## Task description
Print the lines below exactly, starting at the first one and ending at the line that contains "point(148, 150)", with both ends included. Leave the pictures out.
begin Record set
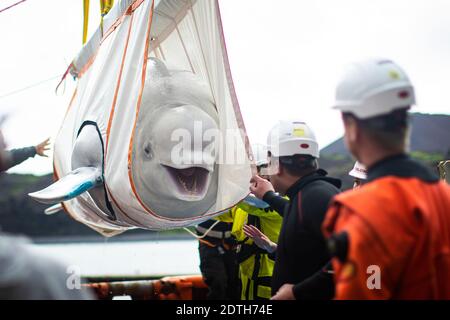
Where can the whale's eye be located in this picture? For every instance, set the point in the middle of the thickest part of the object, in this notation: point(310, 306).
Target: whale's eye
point(148, 150)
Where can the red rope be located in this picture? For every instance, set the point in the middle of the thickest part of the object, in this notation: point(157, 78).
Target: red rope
point(13, 5)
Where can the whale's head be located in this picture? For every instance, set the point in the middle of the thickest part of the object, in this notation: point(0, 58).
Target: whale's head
point(174, 162)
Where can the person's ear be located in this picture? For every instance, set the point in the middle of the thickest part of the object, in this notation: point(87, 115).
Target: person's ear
point(352, 130)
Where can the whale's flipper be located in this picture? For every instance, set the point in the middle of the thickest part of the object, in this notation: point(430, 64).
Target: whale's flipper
point(53, 209)
point(72, 185)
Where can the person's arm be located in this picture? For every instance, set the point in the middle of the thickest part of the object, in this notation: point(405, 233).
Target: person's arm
point(15, 157)
point(260, 239)
point(276, 202)
point(360, 257)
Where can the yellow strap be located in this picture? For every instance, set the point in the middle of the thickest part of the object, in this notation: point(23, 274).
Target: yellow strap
point(85, 19)
point(105, 6)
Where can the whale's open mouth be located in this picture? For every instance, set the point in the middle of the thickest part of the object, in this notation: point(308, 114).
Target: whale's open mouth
point(191, 183)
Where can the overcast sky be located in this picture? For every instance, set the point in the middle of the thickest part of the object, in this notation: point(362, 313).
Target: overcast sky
point(285, 57)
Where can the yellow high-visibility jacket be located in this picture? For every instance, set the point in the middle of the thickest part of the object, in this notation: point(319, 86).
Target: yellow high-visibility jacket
point(255, 264)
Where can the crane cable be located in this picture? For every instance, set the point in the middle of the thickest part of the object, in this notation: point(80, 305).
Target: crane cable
point(28, 87)
point(13, 5)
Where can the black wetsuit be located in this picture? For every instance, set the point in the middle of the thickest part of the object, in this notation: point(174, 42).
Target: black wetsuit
point(218, 261)
point(302, 256)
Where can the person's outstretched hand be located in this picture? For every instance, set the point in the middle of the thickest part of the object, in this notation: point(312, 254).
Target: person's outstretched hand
point(260, 239)
point(259, 186)
point(285, 293)
point(42, 147)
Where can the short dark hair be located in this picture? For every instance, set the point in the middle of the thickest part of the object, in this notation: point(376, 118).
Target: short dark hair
point(388, 131)
point(299, 164)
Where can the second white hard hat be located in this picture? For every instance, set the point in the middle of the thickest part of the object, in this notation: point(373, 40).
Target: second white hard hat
point(359, 171)
point(372, 88)
point(292, 137)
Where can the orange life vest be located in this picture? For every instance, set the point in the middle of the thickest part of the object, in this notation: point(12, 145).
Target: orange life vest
point(399, 227)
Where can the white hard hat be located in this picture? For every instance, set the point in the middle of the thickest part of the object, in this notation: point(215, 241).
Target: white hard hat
point(372, 88)
point(260, 154)
point(359, 171)
point(292, 137)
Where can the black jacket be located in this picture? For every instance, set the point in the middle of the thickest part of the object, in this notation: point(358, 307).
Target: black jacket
point(302, 252)
point(17, 156)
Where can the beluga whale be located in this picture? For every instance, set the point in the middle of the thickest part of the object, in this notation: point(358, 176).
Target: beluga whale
point(143, 141)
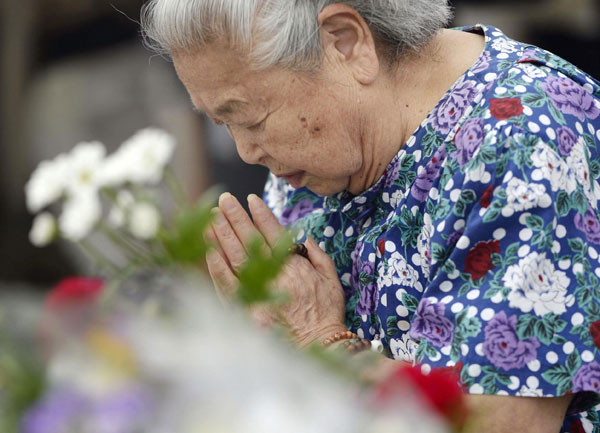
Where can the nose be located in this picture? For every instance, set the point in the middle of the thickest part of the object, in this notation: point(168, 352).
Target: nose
point(247, 147)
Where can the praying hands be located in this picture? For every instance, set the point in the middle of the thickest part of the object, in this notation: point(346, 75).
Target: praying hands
point(316, 301)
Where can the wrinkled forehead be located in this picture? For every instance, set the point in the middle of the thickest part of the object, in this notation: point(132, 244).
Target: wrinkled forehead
point(211, 71)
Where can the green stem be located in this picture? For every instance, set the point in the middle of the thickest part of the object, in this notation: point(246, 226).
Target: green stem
point(175, 186)
point(97, 256)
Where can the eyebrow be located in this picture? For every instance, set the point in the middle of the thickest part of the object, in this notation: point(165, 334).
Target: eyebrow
point(228, 107)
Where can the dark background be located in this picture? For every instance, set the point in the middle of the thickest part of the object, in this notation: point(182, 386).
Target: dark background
point(75, 70)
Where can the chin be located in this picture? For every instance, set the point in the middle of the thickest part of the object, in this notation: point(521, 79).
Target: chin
point(328, 189)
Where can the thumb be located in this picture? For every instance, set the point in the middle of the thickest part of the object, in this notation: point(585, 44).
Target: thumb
point(319, 259)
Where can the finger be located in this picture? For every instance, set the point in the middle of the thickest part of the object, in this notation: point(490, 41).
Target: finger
point(211, 239)
point(232, 247)
point(264, 220)
point(239, 220)
point(320, 259)
point(223, 277)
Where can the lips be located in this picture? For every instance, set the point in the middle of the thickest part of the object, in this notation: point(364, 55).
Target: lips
point(294, 179)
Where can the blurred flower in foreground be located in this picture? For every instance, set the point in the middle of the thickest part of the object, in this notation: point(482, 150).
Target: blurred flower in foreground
point(43, 230)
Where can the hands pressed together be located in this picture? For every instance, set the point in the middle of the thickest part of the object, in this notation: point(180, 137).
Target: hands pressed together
point(316, 300)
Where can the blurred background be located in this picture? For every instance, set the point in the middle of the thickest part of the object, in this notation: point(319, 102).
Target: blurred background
point(76, 70)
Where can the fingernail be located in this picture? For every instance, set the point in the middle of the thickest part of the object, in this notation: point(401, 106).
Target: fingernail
point(227, 201)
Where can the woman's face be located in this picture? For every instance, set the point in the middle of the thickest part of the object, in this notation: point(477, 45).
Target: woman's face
point(303, 128)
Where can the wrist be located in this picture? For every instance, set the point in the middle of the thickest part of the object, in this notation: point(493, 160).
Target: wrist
point(320, 334)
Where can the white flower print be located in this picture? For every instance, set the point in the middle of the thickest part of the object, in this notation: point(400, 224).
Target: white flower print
point(522, 195)
point(423, 245)
point(536, 285)
point(403, 349)
point(577, 161)
point(532, 71)
point(396, 199)
point(398, 272)
point(550, 166)
point(505, 45)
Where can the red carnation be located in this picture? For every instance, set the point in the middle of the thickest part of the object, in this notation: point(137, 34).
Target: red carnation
point(440, 389)
point(74, 291)
point(595, 332)
point(506, 108)
point(486, 197)
point(576, 427)
point(479, 260)
point(381, 246)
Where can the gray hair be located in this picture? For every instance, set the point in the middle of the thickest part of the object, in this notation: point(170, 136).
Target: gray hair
point(285, 32)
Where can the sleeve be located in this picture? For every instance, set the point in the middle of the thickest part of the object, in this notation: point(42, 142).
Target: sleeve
point(515, 281)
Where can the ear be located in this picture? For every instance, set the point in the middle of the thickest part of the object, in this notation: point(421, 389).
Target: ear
point(346, 38)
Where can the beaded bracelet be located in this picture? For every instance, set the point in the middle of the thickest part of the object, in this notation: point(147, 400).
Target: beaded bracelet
point(338, 336)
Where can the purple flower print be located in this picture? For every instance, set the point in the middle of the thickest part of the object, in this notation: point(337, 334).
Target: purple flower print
point(424, 181)
point(431, 323)
point(369, 295)
point(294, 213)
point(502, 345)
point(454, 237)
point(587, 378)
point(590, 225)
point(566, 140)
point(452, 107)
point(468, 139)
point(483, 63)
point(570, 98)
point(391, 172)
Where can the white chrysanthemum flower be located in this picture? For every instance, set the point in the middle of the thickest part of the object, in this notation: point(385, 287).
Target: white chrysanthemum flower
point(537, 285)
point(403, 349)
point(117, 217)
point(521, 195)
point(80, 215)
point(84, 163)
point(43, 230)
point(47, 183)
point(140, 159)
point(144, 221)
point(550, 166)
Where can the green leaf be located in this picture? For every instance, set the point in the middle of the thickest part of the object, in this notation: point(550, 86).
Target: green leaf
point(573, 362)
point(512, 249)
point(533, 100)
point(261, 268)
point(557, 374)
point(464, 289)
point(526, 326)
point(430, 352)
point(491, 215)
point(459, 208)
point(543, 332)
point(576, 244)
point(470, 327)
point(410, 302)
point(468, 196)
point(185, 242)
point(534, 222)
point(562, 203)
point(583, 297)
point(558, 116)
point(579, 202)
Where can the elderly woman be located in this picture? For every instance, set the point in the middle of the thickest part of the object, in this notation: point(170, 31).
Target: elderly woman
point(445, 183)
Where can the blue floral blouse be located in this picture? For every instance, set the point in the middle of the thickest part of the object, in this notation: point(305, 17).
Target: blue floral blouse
point(479, 248)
end Record set
## Task solution
Where can the whale's eye be located in this picture? For every instance, set the point in the middle of the thickest part of the object, in this notation: point(310, 306).
Target: whale's eye
point(148, 150)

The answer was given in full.